Please set down every entry below exactly as given.

Top of ENTRIES SHOWN

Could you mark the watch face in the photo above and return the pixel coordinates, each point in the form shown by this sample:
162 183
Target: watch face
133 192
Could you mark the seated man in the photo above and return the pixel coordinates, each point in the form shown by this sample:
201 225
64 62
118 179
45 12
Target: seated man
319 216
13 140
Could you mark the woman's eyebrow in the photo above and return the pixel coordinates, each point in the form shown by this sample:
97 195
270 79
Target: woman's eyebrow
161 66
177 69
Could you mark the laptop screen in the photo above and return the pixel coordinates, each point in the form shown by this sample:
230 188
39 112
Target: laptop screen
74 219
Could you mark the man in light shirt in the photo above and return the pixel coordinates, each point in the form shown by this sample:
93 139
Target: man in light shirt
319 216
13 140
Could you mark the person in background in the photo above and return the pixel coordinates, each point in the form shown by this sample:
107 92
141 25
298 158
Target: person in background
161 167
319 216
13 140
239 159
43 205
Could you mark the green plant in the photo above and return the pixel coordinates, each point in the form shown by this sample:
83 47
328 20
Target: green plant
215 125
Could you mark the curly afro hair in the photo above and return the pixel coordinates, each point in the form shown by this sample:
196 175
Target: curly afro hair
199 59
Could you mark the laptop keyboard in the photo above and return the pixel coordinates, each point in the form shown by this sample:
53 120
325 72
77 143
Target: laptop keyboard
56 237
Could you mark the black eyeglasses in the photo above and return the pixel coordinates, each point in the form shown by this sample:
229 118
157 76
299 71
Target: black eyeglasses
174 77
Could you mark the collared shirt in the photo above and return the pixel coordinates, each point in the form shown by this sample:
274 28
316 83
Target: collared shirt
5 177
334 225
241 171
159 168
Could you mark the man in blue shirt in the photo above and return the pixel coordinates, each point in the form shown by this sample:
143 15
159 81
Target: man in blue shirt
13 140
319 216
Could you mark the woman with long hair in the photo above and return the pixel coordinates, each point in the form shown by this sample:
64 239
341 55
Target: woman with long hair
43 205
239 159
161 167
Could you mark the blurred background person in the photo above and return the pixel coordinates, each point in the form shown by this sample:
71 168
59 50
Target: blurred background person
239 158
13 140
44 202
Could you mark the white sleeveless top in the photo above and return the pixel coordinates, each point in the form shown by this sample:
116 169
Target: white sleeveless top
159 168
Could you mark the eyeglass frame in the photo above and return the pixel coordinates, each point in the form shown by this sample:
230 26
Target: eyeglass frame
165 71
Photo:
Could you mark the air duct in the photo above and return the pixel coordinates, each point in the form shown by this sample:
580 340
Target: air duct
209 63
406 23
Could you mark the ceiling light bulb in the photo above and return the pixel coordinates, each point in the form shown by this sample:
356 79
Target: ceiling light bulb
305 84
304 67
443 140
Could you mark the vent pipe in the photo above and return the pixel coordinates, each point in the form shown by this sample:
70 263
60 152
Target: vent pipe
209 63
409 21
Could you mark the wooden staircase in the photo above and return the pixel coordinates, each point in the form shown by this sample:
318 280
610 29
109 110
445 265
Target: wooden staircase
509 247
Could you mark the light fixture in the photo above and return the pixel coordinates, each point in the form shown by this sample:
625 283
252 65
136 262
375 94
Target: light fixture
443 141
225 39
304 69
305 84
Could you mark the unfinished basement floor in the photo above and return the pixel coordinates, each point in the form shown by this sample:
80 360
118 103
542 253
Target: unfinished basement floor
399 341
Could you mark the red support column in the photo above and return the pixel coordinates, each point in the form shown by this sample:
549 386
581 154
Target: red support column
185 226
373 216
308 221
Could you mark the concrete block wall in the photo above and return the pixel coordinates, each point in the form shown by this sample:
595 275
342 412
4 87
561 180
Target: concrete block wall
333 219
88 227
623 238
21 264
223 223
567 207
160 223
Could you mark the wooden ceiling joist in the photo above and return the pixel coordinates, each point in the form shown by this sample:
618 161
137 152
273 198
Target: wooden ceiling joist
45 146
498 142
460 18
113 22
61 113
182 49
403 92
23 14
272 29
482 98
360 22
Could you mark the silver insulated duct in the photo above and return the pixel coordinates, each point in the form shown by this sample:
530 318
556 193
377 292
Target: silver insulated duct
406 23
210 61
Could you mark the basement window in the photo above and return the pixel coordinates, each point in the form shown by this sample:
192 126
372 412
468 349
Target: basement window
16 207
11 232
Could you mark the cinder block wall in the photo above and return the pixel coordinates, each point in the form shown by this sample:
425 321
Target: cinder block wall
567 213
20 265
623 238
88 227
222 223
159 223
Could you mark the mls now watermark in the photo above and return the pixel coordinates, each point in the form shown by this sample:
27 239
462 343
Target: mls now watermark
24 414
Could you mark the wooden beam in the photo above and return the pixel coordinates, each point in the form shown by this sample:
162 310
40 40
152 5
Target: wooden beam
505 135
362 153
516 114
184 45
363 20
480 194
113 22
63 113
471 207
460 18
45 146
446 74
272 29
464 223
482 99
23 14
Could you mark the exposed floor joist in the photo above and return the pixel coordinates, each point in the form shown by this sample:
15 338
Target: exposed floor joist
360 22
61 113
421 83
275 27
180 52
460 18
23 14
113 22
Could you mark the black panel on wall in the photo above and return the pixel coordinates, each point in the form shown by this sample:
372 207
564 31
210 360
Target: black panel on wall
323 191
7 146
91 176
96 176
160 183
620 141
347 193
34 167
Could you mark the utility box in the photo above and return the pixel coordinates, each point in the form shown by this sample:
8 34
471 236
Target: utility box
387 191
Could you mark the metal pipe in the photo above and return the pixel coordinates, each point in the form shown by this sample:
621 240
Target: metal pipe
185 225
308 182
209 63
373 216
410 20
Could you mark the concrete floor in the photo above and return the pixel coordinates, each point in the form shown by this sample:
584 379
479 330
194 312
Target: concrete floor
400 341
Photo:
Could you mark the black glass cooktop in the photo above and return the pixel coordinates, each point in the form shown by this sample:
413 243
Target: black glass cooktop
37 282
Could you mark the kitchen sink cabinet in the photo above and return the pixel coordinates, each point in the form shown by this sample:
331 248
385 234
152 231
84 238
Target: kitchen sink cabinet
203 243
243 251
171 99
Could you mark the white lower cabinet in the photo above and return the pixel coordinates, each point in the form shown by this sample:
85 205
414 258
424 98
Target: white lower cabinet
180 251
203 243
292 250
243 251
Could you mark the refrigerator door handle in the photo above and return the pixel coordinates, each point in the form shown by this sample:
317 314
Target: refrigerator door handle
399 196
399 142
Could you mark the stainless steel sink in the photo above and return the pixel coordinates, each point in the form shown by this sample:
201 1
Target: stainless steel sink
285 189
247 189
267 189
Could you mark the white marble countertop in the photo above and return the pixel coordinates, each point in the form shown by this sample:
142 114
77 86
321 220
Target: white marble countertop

Bottom of ENTRIES SHOWN

▶ _ANSWER BELOW_
Could you mark the watch face in the photo above and return the pixel coordinates, each point in the form shown by this sample:
162 183
Target: watch face
133 192
Could you mark the seated man in the photo above and return the pixel coordinates, each point in the form shown by this sample:
201 225
64 62
118 179
45 12
Target: seated man
319 216
13 140
Could you mark the woman's eyebrow in the photo above and return the pixel coordinates, each point in the form shown by this sample:
97 195
270 79
Target: woman's eyebrow
161 66
177 69
Could you mark the laptop screen in the photo above and return the pixel coordinates, each point in the form shown by this sample:
230 188
39 112
Target: laptop screen
74 219
Could you mark the man in light shirt in the photo above and return the pixel coordinates, each point in the form shown by this sample:
93 139
Target: man in light shirt
319 216
13 140
Could you mark the person in background in the photo above and return the pixel coordinates, each point in the form shown by this sample:
107 92
141 25
298 158
Target: person in background
161 167
319 216
13 140
239 159
43 205
Could you mark the green plant in the photo above and return the pixel coordinates, each point in the form shown by this sample:
83 47
328 20
Target: green plant
215 125
Could you mark the curly afro hair in the photo above and return the pixel coordinates, each point in the form shown by this sample:
196 175
Target: curly afro hair
199 59
Could you mark the laptop keyboard in the photo above and return the pixel coordinates, each point in the form shown by this sample:
53 120
325 72
77 143
Target: laptop keyboard
56 237
Could you mark the black eyeglasses in the photo above and return the pixel coordinates, each point in the form shown by this sample:
229 118
157 76
299 71
Target: black eyeglasses
174 77
Could you mark the collared shirt in the photo above and return the pixel coordinates, each point in the form shown by this sample:
274 28
316 83
Target: collared shirt
5 177
334 225
241 171
159 168
Could you mark the man in blue shirt in the photo above and return the pixel coordinates, each point in the form shown by this sample:
143 15
159 81
Target: man in blue shirt
13 140
319 216
Could you mark the woman with long hair in the photo above and return the pixel coordinates, each point in the form shown by this sample:
64 239
341 55
Target: woman with long hair
43 205
239 159
161 167
Could you mark the blurred background person in the photo above and return the pixel coordinates, each point in the form shown by this sample:
71 168
59 50
Target: blurred background person
239 158
13 140
44 202
Could you mark the white sleeveless top in the photo above and return the pixel coordinates, each point in the form shown by this sample:
116 169
Target: white sleeveless top
159 168
Could you mark the eyeglass frame in the photo above and return the pixel coordinates, each point in the form shown by this sample:
230 26
Target: eyeglass frame
165 71
Photo:
Could you mark the air duct in the photo above and return the pixel coordinates, each point in the form shown by this sample:
580 340
Target: air duct
209 63
406 23
Could you mark the ceiling light bulb in the photo above and return the pixel coordinates, each point in the form shown by this sample:
356 79
Target: ceiling light bulb
305 84
304 67
443 140
Could you mark the vent pipe in the photo above and return the pixel coordinates, each point in the form shown by this sample:
70 263
60 152
Target: vent pipe
209 63
409 21
Could you mark the wooden staircase in the photo above and return the pixel coordinates, each point in the form shown by this sample:
318 280
610 29
109 110
445 265
Target: wooden staircase
509 247
Could you mark the light fixture in the photo above and return the pixel coordinates, each point in the form shown by this sample:
625 283
252 65
136 262
375 94
Target: light fixture
443 141
225 39
304 69
305 84
Could you mark the unfinished basement floor in the photo above and return the pixel coordinates, each point in the form shown by this sample:
80 360
118 103
542 253
Target: unfinished basement floor
399 341
Could you mark the red support column in the photo above and return the pixel coordinates, each point in the form shown by this sample:
549 386
581 154
Target: red support column
185 226
373 216
308 221
Could you mark the concrete block wall in the photo above and return the pixel coordinates, each point in the form shown by this sample:
595 275
342 412
4 87
561 180
Target: concrete block wall
333 219
88 227
623 238
21 264
223 223
567 207
160 223
Could you mark the wooden ceiling joist in the photo above and return the pixel coordinates, each point in the form shown by this sample:
618 161
137 152
273 198
Target: wooden ceiling joist
45 146
498 142
460 18
113 22
61 113
182 49
403 92
23 14
272 29
482 98
360 22
Could you mark the silver insulated duct in the photo above and return the pixel coordinates, each point in the form shown by this sample:
530 318
556 193
377 292
Target: silver insulated duct
406 23
210 61
Could you mark the basement window in the photo above and return the pixel coordinates, each point in the form shown by this sample:
192 126
372 412
468 349
Target: basement window
16 207
11 232
Could you mark the cinder block wall in the photo above and return the pixel coordinates, each point in the form shown by this sample:
425 321
Target: cinder block wall
567 213
20 265
623 238
88 227
222 223
159 223
Could you mark the mls now watermark in the photo above and return the pixel coordinates, each point in the form shown by this sample:
27 239
462 343
Target: mls now watermark
24 414
Could you mark the wooden beam in the photo above and return the pixel coordinates, each point in the form shown by this sample:
162 310
40 40
152 5
Target: wooden beam
505 135
362 153
516 114
184 45
363 20
480 194
113 22
63 113
471 207
460 18
45 146
446 74
272 29
464 223
482 99
23 14
Could you mark the exposed floor joist in the photo above and return the pixel coordinates, each point in the form shown by this sample:
15 338
Target: exposed floor joist
360 22
61 113
421 83
275 27
180 52
460 18
23 14
113 22
Could you mark the black panel on wall in the photo above and return the pixel coordinates, each point in the form shown by this sample:
372 207
564 31
210 360
Target: black panel on wall
323 191
7 146
91 176
96 176
160 183
620 141
347 193
34 167
Could you mark the utility box in the photo above and return the pixel coordinates, each point in the form shown by this sample:
8 34
471 236
Target: utility box
387 191
Could you mark the metal pipe in the photo above and return the pixel coordinates, each point in the form shown by this sample:
621 240
Target: metal pipe
185 225
308 182
209 63
373 216
410 20
Could you mark the concrete floor in the photo above and return the pixel coordinates, each point in the form shown by this sample:
584 379
479 330
194 312
Target: concrete floor
400 341
Photo:
Could you mark the black glass cooktop in the photo above and return the pixel coordinates, each point in the form shown by this sample:
413 243
Target: black glass cooktop
37 282
Could you mark the kitchen sink cabinet in the photo above and return the pixel coordinates, each point in the form shown by this sample:
331 248
385 234
152 231
84 238
Target: kitchen sink cabinet
203 243
243 251
171 99
Could you mark the white lower cabinet in the photo above and return the pixel coordinates, each point in the form shown by this sample:
85 205
414 258
424 98
Target: white lower cabinet
180 251
203 243
292 250
243 251
Could you mark the refrigerator door handle in the photo above and return the pixel coordinates, each point in the form shown by this sample:
317 314
Target: refrigerator door handle
399 196
399 142
Could you mark the stainless steel sink in the photo above and return the pixel coordinates, each point in the form shown by this sample:
201 1
Target: stainless steel sink
285 189
247 189
267 189
Could you mark the white marble countertop in the photo above and return the pixel coordinates, each point in the form shown by this sample:
142 114
77 86
321 220
Target: white marble countertop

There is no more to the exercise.